TUJUAN
A. Dalam artikel tentang kuasa oligarki, pemilihan apa saja yang menjadi dasar refleksi politik riset disertasi yang disebutkan?
B. Ketik ulang baris-baris pada entri, mulai dari baris yang memuat "each orange candy -> box" dan berhenti setelah baris yang memuat "[580,193,604,300]".

DOKUMEN SUMBER
----------------------------------------
Kepiawaian Kuasa Oligarki dalam Demokrasi Elektoral

Politik136 Dilihat

RADAR TASIKMALAYA – Penyelenggaraan Pemilu dan Pilkada serentak tinggal beberapa bulan lagi. Namun “pesta” demokrasi yang bermakna di Tasikmalaya masih meninggalkan jejak politik yang sulit menghasilkan pemilu demokratis bagi kepentingan politik rakyat. Hal ini diprediksi dari riset disertasi berdasarkan refleksi politik pada Pilkada Kota Tasikmalaya tahun 2017, Pemilu 2019, dan Pilkada Kabupaten Tasikmalaya tahun 2020.

Meskipun rule of law politik elektoral sudah direvisi berkali-kali sejak era reformasi, agar penanganan dan pengawasan oleh KPU dan Bawaslu menghasilkan pemilu yang demokratis. Sepertinya proses pemilu serentak tahun 2024 di wilayah “Kota Santri” masih mengalami pola politik yang cenderung belum berubah, pertarungan kekuasaan politik lokal hanya diperebutkan para oligark.

Sebelumnya, penulis akan menjelaskan apa itu oligark dan oligarki. Oligark adalah pelaku yang menguasai dan mengendalikan konsentrasi besar sumber daya material (kekayaan) yang bisa digunakan untuk mempertahankan atau meningkatkan kekayaan pribadi dan posisi sosialnya. Sumber daya itu harus tersedia untuk digunakan demi kepentingan pribadi, jika kekayaan pribadi tidak dimiliki (tidak ada), maka oligark juga tidak ada.

Menjelaskan oligarki sebagai kekuasaan sekelompok kecil tidaklah cukup, tetapi motif oligarki sangat kental dengan keinginan segelintir minoritas elit kaya raya yang berupaya memperebutkan kekuasaan, dan mempertahankan kekayaannya. Realitasnya kekayaan sangat besar di tangan minoritas untuk menciptakan kelebihan kekuasaan yang signifikan di ranah politik termasuk dalam sistem politik demokrasi yang saat ini diimplementasikan Indonesia. (Winters, 2011 & 2014).
----------------------------------------
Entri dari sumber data
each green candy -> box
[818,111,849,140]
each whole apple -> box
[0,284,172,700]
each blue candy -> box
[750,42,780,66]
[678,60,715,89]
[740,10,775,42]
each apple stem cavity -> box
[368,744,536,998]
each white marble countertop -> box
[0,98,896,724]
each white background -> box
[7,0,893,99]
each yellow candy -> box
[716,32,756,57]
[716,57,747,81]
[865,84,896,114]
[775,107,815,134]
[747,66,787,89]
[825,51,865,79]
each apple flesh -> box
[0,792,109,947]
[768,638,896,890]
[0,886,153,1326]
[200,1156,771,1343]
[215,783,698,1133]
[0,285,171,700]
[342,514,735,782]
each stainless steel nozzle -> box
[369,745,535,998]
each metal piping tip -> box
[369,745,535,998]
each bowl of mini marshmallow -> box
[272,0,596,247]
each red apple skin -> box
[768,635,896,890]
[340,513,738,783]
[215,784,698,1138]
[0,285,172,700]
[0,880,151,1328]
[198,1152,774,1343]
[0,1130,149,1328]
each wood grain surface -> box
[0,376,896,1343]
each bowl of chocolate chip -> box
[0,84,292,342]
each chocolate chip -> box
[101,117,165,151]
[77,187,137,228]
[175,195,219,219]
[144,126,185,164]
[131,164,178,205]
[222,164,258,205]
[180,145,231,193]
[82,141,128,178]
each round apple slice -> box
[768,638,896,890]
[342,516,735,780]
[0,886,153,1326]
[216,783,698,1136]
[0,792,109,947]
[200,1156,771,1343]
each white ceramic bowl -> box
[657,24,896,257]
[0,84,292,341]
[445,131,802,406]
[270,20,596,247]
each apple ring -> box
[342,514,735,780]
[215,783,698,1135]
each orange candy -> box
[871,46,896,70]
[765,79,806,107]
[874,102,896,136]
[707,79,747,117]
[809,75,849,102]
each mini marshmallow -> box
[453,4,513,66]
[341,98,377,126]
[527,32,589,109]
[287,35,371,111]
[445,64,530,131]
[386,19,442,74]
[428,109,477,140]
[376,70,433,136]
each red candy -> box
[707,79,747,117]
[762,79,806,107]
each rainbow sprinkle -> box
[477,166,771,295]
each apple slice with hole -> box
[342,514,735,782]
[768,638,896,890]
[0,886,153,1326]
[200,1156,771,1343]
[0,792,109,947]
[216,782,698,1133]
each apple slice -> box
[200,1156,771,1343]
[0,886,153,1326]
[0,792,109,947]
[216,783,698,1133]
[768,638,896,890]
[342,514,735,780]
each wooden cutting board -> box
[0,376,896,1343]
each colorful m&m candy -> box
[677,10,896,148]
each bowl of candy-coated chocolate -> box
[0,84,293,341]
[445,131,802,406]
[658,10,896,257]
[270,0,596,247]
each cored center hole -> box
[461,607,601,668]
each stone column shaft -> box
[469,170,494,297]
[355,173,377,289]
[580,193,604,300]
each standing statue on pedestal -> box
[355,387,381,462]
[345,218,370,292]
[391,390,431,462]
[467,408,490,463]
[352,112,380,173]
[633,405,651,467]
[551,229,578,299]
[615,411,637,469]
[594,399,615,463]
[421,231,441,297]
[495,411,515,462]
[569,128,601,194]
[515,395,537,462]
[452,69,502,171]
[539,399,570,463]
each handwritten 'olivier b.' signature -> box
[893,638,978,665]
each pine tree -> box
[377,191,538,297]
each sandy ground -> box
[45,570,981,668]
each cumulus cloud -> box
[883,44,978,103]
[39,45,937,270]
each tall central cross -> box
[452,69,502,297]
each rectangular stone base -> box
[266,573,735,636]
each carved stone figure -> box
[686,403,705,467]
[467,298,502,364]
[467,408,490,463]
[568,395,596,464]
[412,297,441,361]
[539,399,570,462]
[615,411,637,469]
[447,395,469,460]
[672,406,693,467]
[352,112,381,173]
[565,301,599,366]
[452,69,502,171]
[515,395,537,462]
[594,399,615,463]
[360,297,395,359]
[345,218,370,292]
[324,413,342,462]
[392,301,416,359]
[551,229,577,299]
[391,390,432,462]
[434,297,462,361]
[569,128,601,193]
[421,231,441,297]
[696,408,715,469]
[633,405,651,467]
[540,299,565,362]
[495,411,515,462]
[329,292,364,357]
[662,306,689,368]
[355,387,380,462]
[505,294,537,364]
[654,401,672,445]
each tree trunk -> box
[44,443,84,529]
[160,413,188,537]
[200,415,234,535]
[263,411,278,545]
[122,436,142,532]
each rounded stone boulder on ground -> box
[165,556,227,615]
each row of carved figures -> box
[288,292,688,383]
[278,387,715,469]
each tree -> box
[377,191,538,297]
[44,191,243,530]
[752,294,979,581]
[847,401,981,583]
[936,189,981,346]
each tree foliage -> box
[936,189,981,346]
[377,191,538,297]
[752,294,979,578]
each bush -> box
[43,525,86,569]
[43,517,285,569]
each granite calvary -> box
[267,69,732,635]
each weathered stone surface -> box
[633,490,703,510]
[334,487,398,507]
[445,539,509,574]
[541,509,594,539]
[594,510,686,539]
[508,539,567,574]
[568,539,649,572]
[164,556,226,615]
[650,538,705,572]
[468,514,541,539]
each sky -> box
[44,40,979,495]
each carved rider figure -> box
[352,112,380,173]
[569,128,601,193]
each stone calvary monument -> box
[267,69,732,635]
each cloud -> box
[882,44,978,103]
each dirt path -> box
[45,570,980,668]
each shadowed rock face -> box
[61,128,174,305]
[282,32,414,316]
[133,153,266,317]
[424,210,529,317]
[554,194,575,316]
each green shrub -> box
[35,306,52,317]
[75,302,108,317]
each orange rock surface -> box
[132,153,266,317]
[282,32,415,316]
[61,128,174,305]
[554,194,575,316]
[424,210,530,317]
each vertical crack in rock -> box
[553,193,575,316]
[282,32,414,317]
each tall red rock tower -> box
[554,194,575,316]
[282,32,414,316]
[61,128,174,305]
----------------------------------------
JAWABAN LENGKAP
A. Pilkada Kota Tasikmalaya tahun 2017, Pemilu 2019, dan Pilkada Kabupaten Tasikmalaya tahun 2020.

B.
each orange candy -> box
[871,46,896,70]
[765,79,806,107]
[874,102,896,136]
[707,79,747,117]
[809,75,849,102]
each mini marshmallow -> box
[453,4,513,66]
[341,98,377,126]
[527,32,589,109]
[287,35,371,111]
[445,64,530,131]
[386,19,442,74]
[428,109,477,140]
[376,70,433,136]
each red candy -> box
[707,79,747,117]
[762,79,806,107]
each rainbow sprinkle -> box
[477,166,771,295]
each apple slice with hole -> box
[342,514,735,782]
[768,638,896,890]
[0,886,153,1326]
[200,1156,771,1343]
[0,792,109,947]
[216,782,698,1133]
each apple slice -> box
[200,1156,771,1343]
[0,886,153,1326]
[0,792,109,947]
[216,783,698,1133]
[768,638,896,890]
[342,514,735,780]
each wooden cutting board -> box
[0,376,896,1343]
each colorful m&m candy -> box
[677,10,896,148]
each bowl of candy-coated chocolate -> box
[0,84,293,341]
[445,131,802,406]
[658,10,896,257]
[270,0,596,247]
each cored center hole -> box
[461,607,601,668]
each stone column shaft -> box
[469,170,494,297]
[355,173,377,289]
[580,193,604,300]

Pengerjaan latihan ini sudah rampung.